(Passage to read begins)

Re: The Long Now & Immortality
Stephen, on host 68.7.169.109
Monday, February 10, 2003, at 14:03:37
Re: The Long Now & Immortality posted by Ferrick on Monday, February 10, 2003, at 10:10:17:
> If I choose the immortal life and later change my mind, that would leave me with suicide or being killed as my options to get out of it.
I assume that immortality, if it happens, will be through medical breakthroughs. It wouldn't be like taking an elixir of life that keeps you forever young, permanently. You could simply decide to turn off your nanobot life support system or whatever and die naturally if you wanted to. I'm not entirely sure I'd want to, though. If faced with a terminal illness today, would you choose not to seek treatment?
> If others could choose to be immortal and I choose otherwise, I sense abuses in the fold and being an outcast for the choice.
Possibly, but again I see it being more akin to people who choose not to seek medical treatment (and they exist today).
> Ultimately, I don't think humans could ever achieve anything close to a utopian society so I only see current abuses of our world continuing while adding new abuses.
I agree with you to some extent. Let me put on my Marxist hat and talk about dialectical materialism (the only part of Marxism I actually like). I would say it is better to be alive circa 2003 than it would have to have been alive circa 1003. In the last thousand years, the quality of life for the average person has increased. Education has increased. Freedom and tolerance has increased. History is in large part a history of things improving for the better. Yeah, sometimes there are dark ages and things regress, but overall I think it's better.

(Passage to read ends)

### What you will do
1. Rewrite everything from "I assume that" down to "for the choice." in the forum post on immortality, replacing "nanobot" with "cellular".
2. Continue the forum post on immortality from its last sentence.

(Extracted entries begins)

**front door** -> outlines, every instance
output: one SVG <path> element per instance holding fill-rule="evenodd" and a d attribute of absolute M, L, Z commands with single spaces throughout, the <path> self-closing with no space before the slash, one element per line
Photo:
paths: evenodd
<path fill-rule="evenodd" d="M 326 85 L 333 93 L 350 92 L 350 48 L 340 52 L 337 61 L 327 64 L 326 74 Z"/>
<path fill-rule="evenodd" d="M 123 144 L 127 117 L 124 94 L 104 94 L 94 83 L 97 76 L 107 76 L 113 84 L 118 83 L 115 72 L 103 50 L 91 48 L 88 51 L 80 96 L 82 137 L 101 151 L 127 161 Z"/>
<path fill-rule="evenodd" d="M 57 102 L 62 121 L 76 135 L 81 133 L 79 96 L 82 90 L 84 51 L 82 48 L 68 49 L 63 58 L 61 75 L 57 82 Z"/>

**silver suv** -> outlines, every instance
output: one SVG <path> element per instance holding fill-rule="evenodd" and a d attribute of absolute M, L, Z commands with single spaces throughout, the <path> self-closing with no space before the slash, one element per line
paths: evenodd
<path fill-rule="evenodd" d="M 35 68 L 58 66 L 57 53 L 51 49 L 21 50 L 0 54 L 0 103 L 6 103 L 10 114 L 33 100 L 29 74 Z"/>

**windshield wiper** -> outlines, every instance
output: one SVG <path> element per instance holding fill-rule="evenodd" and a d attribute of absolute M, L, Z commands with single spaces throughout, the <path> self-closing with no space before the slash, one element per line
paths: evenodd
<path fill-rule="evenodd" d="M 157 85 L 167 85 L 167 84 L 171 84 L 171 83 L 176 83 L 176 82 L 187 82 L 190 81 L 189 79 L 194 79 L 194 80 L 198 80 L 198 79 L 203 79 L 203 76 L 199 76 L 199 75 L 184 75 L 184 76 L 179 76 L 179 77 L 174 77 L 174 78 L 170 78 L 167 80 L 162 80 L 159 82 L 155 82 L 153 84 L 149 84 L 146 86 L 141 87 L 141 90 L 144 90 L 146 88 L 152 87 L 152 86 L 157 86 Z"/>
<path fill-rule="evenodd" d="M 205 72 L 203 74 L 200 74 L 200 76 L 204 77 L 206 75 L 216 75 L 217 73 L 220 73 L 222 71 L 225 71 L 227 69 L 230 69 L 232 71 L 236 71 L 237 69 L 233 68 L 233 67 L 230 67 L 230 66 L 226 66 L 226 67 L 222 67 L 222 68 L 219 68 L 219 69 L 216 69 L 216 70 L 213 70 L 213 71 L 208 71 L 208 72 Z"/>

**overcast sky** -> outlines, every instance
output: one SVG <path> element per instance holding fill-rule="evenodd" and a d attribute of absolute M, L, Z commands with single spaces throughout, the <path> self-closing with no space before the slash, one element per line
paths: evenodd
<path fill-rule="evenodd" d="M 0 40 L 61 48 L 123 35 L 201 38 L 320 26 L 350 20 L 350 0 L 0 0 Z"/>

(Extracted entries ends)

### Answers for this exercise
1.
I assume that immortality, if it happens, will be through medical breakthroughs. It wouldn't be like taking an elixir of life that keeps you forever young, permanently. You could simply decide to turn off your cellular life support system or whatever and die naturally if you wanted to. I'm not entirely sure I'd want to, though. If faced with a terminal illness today, would you choose not to seek treatment?
> If others could choose to be immortal and I choose otherwise, I sense abuses in the fold and being an outcast for the choice.

2.
One can make a pretty strong inductive argument that things will continue to get better. They may never get perfect, but it's quite probable they will continue improving. So I don't think I buy that all of our current problems will exist in the future (it seems likely that, say, environmental degradation will be much less of a problem in the next few centuries), but I agree new ones will arise.
> Thus, I would not want to live forever in a place that is not good to live in.
By extension I assume that you believe the current world is "not good to live in." I would say the current world is flawed, but overall I enjoy it. Do you not get more pleasure out of it than pain?
> The argument could be made that we could and will have other options besides the Earth. I don't see this as impossible but I also don't see it happening anytime soon. The effects of achieving one of these ideas will probably greatly impact the other depending on which happens first. The speed and necessity of the second achievement will increase rapidly, I imagine.
I agree. I'm positive that, if we don't get wiped out in the next hundred years, humanity will colonize other worlds. Certainly within our own solar system, Mars and several moons are basically within our level of current technology. If we were immortal, the times involved in getting to other solar systems aren't really so bad.